■ ASSIGNED TASK ■
Transcribe the article about the Naval Research grant, beginning at the words "Selvamanickam said the" and stopping after the words "of valuable information.".

■ DOCUMENT EXCERPT ■

Naval Research Grant Will Speed UH Work on Materials, Energy

New Measurement System Will Allow Researchers to Move More Quickly

A grant from the Office of Naval Research will help researchers from across the University of Houston’s Cullen College of Engineering more efficiently test advanced materials being developed with funding from the Department of Defense.

Venkat Selvamanickam, M.D. Anderson Professor of mechanical engineering, said he will use the $810,000 grant from the Office of Naval Research to purchase a physical properties measurement system (PPMS), which will allow researchers to more quickly test the advanced materials being produced in their laboratories.

Selvamanickam, who also is director of the Applied Research Hub at the Texas Center for Superconductivity at UH (TcSUH), said the new equipment will allow his lab to expedite its research on the development of improved superconducting wire.

The money comes from an Office of Naval Research (ONR) program to fund new equipment needed for research sponsored by that office or other Department of Defense research programs. Selvamanickam, whose work includes efforts to commercialize high-temperature superconducting wire, has a number of eligible grants.

The new PPMS won’t be used only for superconductor technology, he said, but will benefit a variety of materials research, including solar cells, batteries, graphene, thermoelectrics and flexible electronics. It will allow testing at a wider range of temperatures, from near 0 degrees Kelvin to room temperature, and over a wide range of magnetic fields, up to 140,000 gauss. That’s up from 90,000 gauss for the current equipment, which also is limited to use only for superconductor wires.

Yan Yao, assistant professor of electrical and computer engineering at UH, is among the other faculty who will use the new equipment. His research group focuses on green and sustainable organic materials for energy generation and storage. He also is a principal investigator for TcSUH.

“With the addition of PPMS, we will be able to obtain a fundamental understanding of how the transport properties of two-dimensional layered metal chalcogenides are influenced with the change of interlayer distance and the pillar materials,” he said. That should offer valuable feedback for an effort funded by the ONR’s Young Investigator Program to design better magnesium-ion intercalation materials.

Selvamanickam said the current testing system limits his lab to testing no more than three samples a week; the new system will increase that to as many as seven samples a week, in addition to providing a wider range of valuable information.

“It creates a big bottleneck,” he said. “Until we measure, we can’t proceed. With better measurement, we can make materials better, faster.”

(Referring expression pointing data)
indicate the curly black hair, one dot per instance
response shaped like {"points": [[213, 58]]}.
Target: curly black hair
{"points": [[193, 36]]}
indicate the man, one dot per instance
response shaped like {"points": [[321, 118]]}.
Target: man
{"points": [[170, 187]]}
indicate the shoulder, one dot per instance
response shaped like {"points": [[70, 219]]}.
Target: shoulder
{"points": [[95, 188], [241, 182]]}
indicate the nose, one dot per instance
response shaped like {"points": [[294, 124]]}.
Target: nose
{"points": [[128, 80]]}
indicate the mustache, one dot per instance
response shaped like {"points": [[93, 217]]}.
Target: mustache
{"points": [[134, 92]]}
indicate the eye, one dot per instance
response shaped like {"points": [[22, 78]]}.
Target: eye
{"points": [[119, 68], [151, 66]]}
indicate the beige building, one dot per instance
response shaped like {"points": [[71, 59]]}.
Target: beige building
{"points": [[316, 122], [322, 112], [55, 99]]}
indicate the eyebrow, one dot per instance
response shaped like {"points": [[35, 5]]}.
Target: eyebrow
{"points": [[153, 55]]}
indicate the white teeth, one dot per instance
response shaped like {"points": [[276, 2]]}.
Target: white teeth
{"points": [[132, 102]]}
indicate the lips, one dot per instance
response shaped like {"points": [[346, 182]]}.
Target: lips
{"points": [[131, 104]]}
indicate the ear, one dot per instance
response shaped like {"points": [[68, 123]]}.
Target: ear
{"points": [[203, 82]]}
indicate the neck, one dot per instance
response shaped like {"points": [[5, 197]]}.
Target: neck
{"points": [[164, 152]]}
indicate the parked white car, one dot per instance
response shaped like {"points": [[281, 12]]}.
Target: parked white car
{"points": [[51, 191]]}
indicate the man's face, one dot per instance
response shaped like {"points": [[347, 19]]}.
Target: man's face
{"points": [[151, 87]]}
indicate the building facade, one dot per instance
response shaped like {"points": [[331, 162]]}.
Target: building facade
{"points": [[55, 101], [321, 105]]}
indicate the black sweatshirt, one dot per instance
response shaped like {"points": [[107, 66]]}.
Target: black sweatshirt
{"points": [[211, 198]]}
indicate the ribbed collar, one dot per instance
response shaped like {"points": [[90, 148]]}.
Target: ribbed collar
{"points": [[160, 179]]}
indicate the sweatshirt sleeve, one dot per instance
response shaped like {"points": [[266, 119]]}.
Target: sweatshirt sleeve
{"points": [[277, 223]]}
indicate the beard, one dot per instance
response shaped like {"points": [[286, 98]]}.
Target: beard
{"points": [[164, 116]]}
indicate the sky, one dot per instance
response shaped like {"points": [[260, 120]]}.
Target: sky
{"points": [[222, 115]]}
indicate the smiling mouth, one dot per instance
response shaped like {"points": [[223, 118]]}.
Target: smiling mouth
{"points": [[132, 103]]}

■ RESPONSE FOR THIS EXERCISE ■
Selvamanickam said the current testing system limits his lab to testing no more than three samples a week; the new system will increase that to as many as seven samples a week, in addition to providing a wider range of valuable information.